> [Work request]
For each record below, retype the text exactly and omit any image.

> [Information shown]
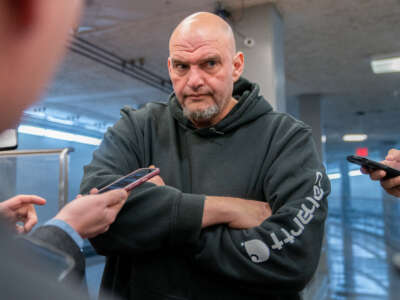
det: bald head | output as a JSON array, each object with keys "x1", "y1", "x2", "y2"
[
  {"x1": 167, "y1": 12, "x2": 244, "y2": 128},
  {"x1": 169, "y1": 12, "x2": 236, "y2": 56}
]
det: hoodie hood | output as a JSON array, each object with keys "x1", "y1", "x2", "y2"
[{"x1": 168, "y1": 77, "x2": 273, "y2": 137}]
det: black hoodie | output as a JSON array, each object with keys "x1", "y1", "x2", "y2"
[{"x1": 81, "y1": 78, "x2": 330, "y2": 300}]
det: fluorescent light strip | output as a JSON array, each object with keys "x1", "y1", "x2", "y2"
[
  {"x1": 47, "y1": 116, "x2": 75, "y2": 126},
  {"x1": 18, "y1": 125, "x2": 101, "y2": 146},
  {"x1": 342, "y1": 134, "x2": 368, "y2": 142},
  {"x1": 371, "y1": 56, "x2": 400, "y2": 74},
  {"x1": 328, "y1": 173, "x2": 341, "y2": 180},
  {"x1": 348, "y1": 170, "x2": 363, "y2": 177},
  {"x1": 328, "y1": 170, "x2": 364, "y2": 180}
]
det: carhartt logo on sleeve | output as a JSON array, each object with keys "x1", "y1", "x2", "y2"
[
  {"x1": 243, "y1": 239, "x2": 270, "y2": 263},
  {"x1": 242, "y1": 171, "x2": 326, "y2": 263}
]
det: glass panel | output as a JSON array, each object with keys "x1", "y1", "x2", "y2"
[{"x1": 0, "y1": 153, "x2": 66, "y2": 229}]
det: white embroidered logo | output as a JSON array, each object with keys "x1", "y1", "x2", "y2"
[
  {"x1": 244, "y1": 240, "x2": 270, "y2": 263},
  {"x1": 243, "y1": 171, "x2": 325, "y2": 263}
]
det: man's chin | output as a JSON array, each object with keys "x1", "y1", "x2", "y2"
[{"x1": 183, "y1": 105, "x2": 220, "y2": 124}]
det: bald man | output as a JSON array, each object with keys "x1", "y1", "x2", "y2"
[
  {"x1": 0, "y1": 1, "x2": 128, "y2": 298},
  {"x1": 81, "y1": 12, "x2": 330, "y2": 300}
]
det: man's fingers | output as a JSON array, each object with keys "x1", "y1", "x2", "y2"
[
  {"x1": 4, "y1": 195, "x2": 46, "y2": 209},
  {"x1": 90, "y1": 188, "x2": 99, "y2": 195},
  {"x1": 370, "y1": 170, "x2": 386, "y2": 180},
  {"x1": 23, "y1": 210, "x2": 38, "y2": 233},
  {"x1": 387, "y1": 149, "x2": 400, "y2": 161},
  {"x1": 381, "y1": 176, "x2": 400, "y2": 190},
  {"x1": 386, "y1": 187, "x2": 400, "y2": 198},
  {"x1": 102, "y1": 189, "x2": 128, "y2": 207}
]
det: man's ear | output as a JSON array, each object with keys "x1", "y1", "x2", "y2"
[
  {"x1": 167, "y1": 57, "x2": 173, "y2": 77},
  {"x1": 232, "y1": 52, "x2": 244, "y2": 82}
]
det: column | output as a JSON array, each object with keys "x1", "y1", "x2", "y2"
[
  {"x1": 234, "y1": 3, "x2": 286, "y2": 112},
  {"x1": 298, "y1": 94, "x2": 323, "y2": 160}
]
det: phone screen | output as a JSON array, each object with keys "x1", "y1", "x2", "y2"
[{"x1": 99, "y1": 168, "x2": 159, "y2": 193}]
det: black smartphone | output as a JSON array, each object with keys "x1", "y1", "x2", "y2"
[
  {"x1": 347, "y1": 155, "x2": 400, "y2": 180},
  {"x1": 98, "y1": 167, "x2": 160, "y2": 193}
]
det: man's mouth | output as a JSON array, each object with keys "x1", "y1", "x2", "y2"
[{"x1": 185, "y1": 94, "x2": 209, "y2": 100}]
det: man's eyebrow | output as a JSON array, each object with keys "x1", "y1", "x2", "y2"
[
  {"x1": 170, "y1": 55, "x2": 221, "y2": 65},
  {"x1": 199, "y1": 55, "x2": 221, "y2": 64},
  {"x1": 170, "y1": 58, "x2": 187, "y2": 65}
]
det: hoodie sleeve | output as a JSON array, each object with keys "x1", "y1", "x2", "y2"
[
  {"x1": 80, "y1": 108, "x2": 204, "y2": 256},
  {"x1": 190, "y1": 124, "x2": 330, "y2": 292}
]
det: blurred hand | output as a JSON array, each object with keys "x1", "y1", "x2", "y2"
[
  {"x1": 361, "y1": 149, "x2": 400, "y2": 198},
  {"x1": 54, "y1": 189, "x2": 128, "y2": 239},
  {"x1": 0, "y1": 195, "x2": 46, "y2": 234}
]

> [Exercise output]
det: bald head | output as a JSON array, each object with keys "x1", "y1", "x2", "y2"
[
  {"x1": 167, "y1": 12, "x2": 244, "y2": 128},
  {"x1": 169, "y1": 12, "x2": 236, "y2": 56}
]
det: hoodie hood | output as a JSON array, each object with keys "x1", "y1", "x2", "y2"
[{"x1": 168, "y1": 77, "x2": 273, "y2": 137}]
det: black hoodie | output as a JSON array, each object with keys "x1", "y1", "x2", "y2"
[{"x1": 81, "y1": 78, "x2": 330, "y2": 300}]
det: fluorescent light strip | output as a JSON array, each object with keys "x1", "y1", "x2", "y2"
[
  {"x1": 47, "y1": 116, "x2": 75, "y2": 126},
  {"x1": 18, "y1": 125, "x2": 101, "y2": 146},
  {"x1": 342, "y1": 134, "x2": 368, "y2": 142},
  {"x1": 371, "y1": 56, "x2": 400, "y2": 74},
  {"x1": 328, "y1": 173, "x2": 341, "y2": 180},
  {"x1": 348, "y1": 170, "x2": 363, "y2": 177},
  {"x1": 328, "y1": 170, "x2": 364, "y2": 180}
]
det: carhartt logo on sleeve | output as a JSON array, each object with keys "x1", "y1", "x2", "y2"
[
  {"x1": 243, "y1": 239, "x2": 270, "y2": 263},
  {"x1": 242, "y1": 171, "x2": 326, "y2": 263}
]
det: glass panel | output as a JSON array, each object with keys "x1", "y1", "x2", "y2"
[{"x1": 0, "y1": 153, "x2": 66, "y2": 229}]
det: white embroidered logo | output as a JSON array, each object with keys "x1", "y1", "x2", "y2"
[
  {"x1": 244, "y1": 240, "x2": 270, "y2": 263},
  {"x1": 243, "y1": 171, "x2": 325, "y2": 263}
]
det: man's chin | output as a JSON array, each object with keys "x1", "y1", "x2", "y2"
[{"x1": 183, "y1": 105, "x2": 220, "y2": 124}]
det: bald man | output as a JSON array, each object with keys "x1", "y1", "x2", "y2"
[
  {"x1": 0, "y1": 1, "x2": 128, "y2": 298},
  {"x1": 81, "y1": 12, "x2": 330, "y2": 300}
]
det: man's fingers | output as a JSON array, each object with keys "x1", "y1", "x2", "y2"
[
  {"x1": 4, "y1": 195, "x2": 46, "y2": 209},
  {"x1": 90, "y1": 188, "x2": 99, "y2": 195},
  {"x1": 370, "y1": 170, "x2": 386, "y2": 180},
  {"x1": 23, "y1": 210, "x2": 38, "y2": 233},
  {"x1": 387, "y1": 149, "x2": 400, "y2": 161},
  {"x1": 381, "y1": 176, "x2": 400, "y2": 190},
  {"x1": 386, "y1": 187, "x2": 400, "y2": 198},
  {"x1": 102, "y1": 189, "x2": 128, "y2": 207}
]
det: man's ear | output as a JSON array, each object with keys "x1", "y1", "x2", "y2"
[
  {"x1": 167, "y1": 57, "x2": 173, "y2": 77},
  {"x1": 232, "y1": 52, "x2": 244, "y2": 82}
]
det: column | output as a JSON array, each object with keys "x1", "y1", "x2", "y2"
[
  {"x1": 234, "y1": 3, "x2": 286, "y2": 112},
  {"x1": 298, "y1": 94, "x2": 323, "y2": 160}
]
det: phone screen | output as a JSON array, each object with keys "x1", "y1", "x2", "y2"
[{"x1": 99, "y1": 168, "x2": 159, "y2": 193}]
det: black smartphone | output as a JSON array, each object with keys "x1", "y1", "x2", "y2"
[
  {"x1": 347, "y1": 155, "x2": 400, "y2": 180},
  {"x1": 98, "y1": 167, "x2": 160, "y2": 193}
]
det: man's mouth | output as a JSON array, each object with keys "x1", "y1", "x2", "y2"
[{"x1": 185, "y1": 94, "x2": 209, "y2": 100}]
det: man's eyebrow | output as a JSON array, each object with keys "x1", "y1", "x2", "y2"
[
  {"x1": 170, "y1": 55, "x2": 221, "y2": 65},
  {"x1": 199, "y1": 55, "x2": 221, "y2": 64},
  {"x1": 170, "y1": 58, "x2": 187, "y2": 65}
]
det: hoodie sleeve | output as a JSON array, each object with keys "x1", "y1", "x2", "y2"
[
  {"x1": 80, "y1": 108, "x2": 204, "y2": 256},
  {"x1": 190, "y1": 124, "x2": 330, "y2": 292}
]
det: blurred hand | output as a JSON array, each object with keys "x1", "y1", "x2", "y2"
[
  {"x1": 361, "y1": 149, "x2": 400, "y2": 198},
  {"x1": 54, "y1": 189, "x2": 128, "y2": 239},
  {"x1": 0, "y1": 195, "x2": 46, "y2": 234}
]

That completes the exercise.